#### REQUIRED WORK
**1)** Decide whether each statement below agrees with the thread on kimono choice: (a) the first poster has heard that Koral gis are the cheapest, (b) the second poster says the judogi is what the Gracies wore when they were first learning, and (c) the first poster's single weave gi is very thin from the chest down. Answer yes or no for each, quoting the text's deciding words.
**2)** Rewrite the thread on kimono choice from "I guess it bugs" to "thetruth (Sep 19, 2008)", using "blade" in place of "sword".

#### EXTRACT TO READ
____________________

# kimono choice



## thetruth (Sep 18, 2008)

Hi guys
I've just started bjj and just want peoples opinions on which kimono's are good and bad.   I have a judogi which I use now and am in no rush but would like a flash new bjj one soon.    I have heard Koral are the best (and most expensive) but there are so many different brands I don't know where to start.  I am leaning towards a Vulkan gi at the moment but am not 100%


Cheers
Sam:asian:


----------



## lklawson (Sep 19, 2008)

OK, well, since no one else is posting, I'll toss in my $0.05. 

Why do you want a new gi?  I mean, seriously, the judogi works just fine, is historically "accurate" in that it's what the Gracies wore when they were first learning, and is typically a fraction of the cost.  So, what's the motivating factor?  Is it for the same reason that I always seem to want "just one more Bowie knife"?

And, for reasons that I can't quite explain, it's always bugged me to have them called a Kimono.  Language nazis always bugged me as much as the next guy and it irritates me that the Japanese have 4 different names for the same throw depending on whether or not the arm is around the neck, around the waist, underhooking the armpit, or grasping the lapel.  At some point, you just wanna say, "look, it's a hip-toss, OK?"

I guess it bugs me for the same reason that no one confuses "Three Peice Business Suit" with "Gym Cloths" or "Underwear."

Peace favor your sword,
Kirk


----------



## thetruth (Sep 19, 2008)

Well I have a good double weave judo gi which is good but my single weave is very thin from the chest down and will get ripped sometime soon.   I just want a second good gi/kimono.

____________________

#### DATASET CONTENT
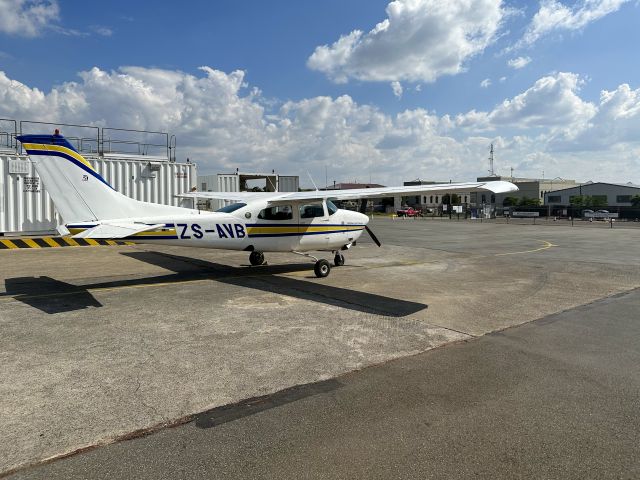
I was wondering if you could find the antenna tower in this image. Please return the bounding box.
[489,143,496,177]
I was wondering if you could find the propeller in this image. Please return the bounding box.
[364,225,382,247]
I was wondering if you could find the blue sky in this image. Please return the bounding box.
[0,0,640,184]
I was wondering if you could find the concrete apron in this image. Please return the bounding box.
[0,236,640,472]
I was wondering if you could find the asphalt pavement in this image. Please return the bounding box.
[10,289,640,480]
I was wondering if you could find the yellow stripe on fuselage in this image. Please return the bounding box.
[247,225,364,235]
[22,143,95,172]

____________________

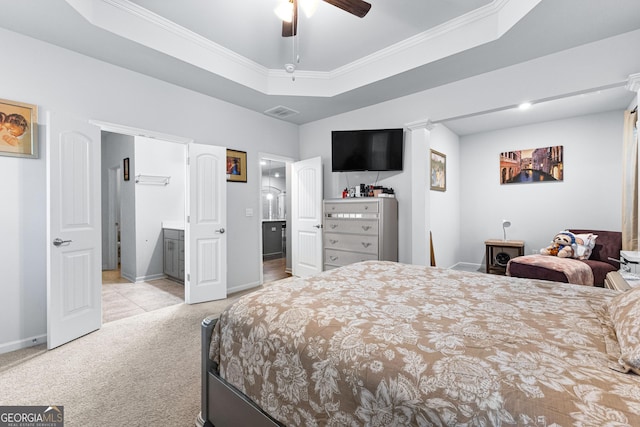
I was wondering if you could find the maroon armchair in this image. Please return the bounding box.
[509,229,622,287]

____________________

#### EXPECTED ANSWERS
**1)**
(a) No: "I have heard Koral are the best (and most expensive)"
(b) Yes: "it's what the Gracies wore when they were first learning"
(c) Yes: "my single weave is very thin from the chest down"

**2)**
I guess it bugs me for the same reason that no one confuses "Three Peice Business Suit" with "Gym Cloths" or "Underwear."

Peace favor your blade,
Kirk


----------



## thetruth (Sep 19, 2008)